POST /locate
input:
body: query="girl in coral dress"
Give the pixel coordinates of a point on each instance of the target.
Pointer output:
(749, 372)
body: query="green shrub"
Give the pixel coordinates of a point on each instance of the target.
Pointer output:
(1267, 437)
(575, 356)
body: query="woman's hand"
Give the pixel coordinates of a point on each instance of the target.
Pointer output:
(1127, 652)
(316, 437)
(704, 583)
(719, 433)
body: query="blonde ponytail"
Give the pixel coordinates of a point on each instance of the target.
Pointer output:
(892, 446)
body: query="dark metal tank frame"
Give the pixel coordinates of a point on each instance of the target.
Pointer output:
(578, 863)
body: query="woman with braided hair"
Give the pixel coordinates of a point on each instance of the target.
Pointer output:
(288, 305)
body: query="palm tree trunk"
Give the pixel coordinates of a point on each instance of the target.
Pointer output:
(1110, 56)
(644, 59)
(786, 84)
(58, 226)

====================

_WHAT THE TASK ASKS_
Repeat all of the entries exactly.

_RESULT_
POST /locate
input:
body: query="girl in coral dress"
Give the pixel coordinates of a point on each instance of the target.
Pointer output:
(749, 372)
body: query="green shrub"
Give the pixel coordinates of a point on each instance of the target.
Pointer output:
(1267, 437)
(575, 356)
body: query="woman's hand"
Give the pixel coordinates of a point on each instance of the target.
Pointer output:
(1127, 652)
(316, 437)
(704, 583)
(719, 433)
body: query="blonde ponytail"
Give the pixel coordinates of a point on each instance of the target.
Pointer output:
(892, 446)
body: query="dark metal tank frame"
Give the pixel coordinates of a point on each instance of the target.
Pointer output:
(578, 863)
body: query="woman with braided hair"
Give the pixel coordinates of a point on each instance of the target.
Pointer output:
(288, 305)
body: query="palm tree trunk"
Give the pixel coordinates of a point on each instance of the target.
Pointer output:
(1110, 56)
(644, 59)
(786, 84)
(58, 226)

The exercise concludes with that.